** Start of EXTRACT TO READ **
On 03/30/2016 07:15 AM, Carlos E. R. wrote:
With Win 95 I typically used a different partition for the Documents folder. Suprisingly, it is not that simple to do with current versions; aparently, you have to do it for each user.
I recall advocating this at various clients for their IT people to do and, yes, it was not as easy as with *NIX and yes it had to be done for each user. Later, when Microsoft supported corporate (aka "pro"?) versions and Windows Server (though some clients preferred SAMBA on BigIron UNIX for transparency and reliability and scalability [as well as cost effectiveness]) there were ... what was it called, "roaming shares", so people cold do what we always did with SUN workstations back in the early 1980s, and log in from anywhere and get our "home" mounted (using NFS) on the particular workstation we were using.
Also interestingly, other Linux distros don't do a separate /home folder, so apparently there are reasons both ways.
** End of EXTRACT TO READ **
** Start of MATERIAL SHOWN **
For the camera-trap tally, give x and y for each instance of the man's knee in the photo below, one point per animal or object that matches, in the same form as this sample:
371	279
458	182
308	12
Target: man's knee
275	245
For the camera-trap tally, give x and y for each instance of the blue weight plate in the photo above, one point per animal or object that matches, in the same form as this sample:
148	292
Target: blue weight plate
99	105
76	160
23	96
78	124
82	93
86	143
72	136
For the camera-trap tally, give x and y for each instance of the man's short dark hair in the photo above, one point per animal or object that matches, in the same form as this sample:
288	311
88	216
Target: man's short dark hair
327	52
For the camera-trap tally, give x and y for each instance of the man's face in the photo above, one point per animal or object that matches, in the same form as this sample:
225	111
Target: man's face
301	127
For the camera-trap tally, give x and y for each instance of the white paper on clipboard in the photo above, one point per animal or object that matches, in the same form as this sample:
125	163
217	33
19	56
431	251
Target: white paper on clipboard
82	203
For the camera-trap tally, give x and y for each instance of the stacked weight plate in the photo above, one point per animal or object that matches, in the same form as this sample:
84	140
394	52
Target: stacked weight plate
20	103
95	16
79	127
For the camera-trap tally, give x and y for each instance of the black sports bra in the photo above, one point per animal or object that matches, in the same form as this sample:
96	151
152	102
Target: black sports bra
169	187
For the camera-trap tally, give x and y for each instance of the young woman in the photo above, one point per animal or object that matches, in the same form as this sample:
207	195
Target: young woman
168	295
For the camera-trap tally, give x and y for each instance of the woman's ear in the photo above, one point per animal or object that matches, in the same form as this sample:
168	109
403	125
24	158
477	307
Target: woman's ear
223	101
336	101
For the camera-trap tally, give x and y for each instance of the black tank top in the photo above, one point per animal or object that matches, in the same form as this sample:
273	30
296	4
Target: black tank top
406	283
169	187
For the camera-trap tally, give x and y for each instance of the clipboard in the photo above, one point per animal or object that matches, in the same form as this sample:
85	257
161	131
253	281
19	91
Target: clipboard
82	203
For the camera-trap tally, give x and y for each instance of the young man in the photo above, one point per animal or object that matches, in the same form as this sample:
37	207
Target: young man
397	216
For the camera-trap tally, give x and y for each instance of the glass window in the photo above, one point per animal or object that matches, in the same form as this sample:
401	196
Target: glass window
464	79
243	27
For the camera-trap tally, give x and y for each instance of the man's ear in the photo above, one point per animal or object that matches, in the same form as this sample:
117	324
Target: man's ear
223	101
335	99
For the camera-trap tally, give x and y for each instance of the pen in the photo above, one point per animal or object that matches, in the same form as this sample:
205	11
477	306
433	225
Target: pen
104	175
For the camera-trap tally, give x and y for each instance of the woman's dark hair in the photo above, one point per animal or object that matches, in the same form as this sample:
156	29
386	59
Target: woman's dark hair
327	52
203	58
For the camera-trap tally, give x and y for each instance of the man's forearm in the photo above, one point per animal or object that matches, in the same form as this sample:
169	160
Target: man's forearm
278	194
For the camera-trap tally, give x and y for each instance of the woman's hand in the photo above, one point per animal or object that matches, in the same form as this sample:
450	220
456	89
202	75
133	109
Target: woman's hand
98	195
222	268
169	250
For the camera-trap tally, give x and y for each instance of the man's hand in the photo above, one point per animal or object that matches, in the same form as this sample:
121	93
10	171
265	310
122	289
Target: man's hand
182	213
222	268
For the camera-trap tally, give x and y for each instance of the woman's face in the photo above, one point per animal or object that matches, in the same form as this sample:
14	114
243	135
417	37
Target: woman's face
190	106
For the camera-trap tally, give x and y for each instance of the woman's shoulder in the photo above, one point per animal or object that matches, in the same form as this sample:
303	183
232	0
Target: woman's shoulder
** End of MATERIAL SHOWN **
● **BRIEF 1**: In the post, what protocol was used to mount a user's home directory on SUN workstations in the early 1980s?
● **BRIEF 2**: Find every line of the records that contains the word "face".
The post and the records are unrelated to each other.

● **EXERCISE SOLUTION 1**: NFS.

● **EXERCISE SOLUTION 2**:
For the camera-trap tally, give x and y for each instance of the man's face in the photo above, one point per animal or object that matches, in the same form as this sample:
Target: man's face
For the camera-trap tally, give x and y for each instance of the woman's face in the photo above, one point per animal or object that matches, in the same form as this sample:
Target: woman's face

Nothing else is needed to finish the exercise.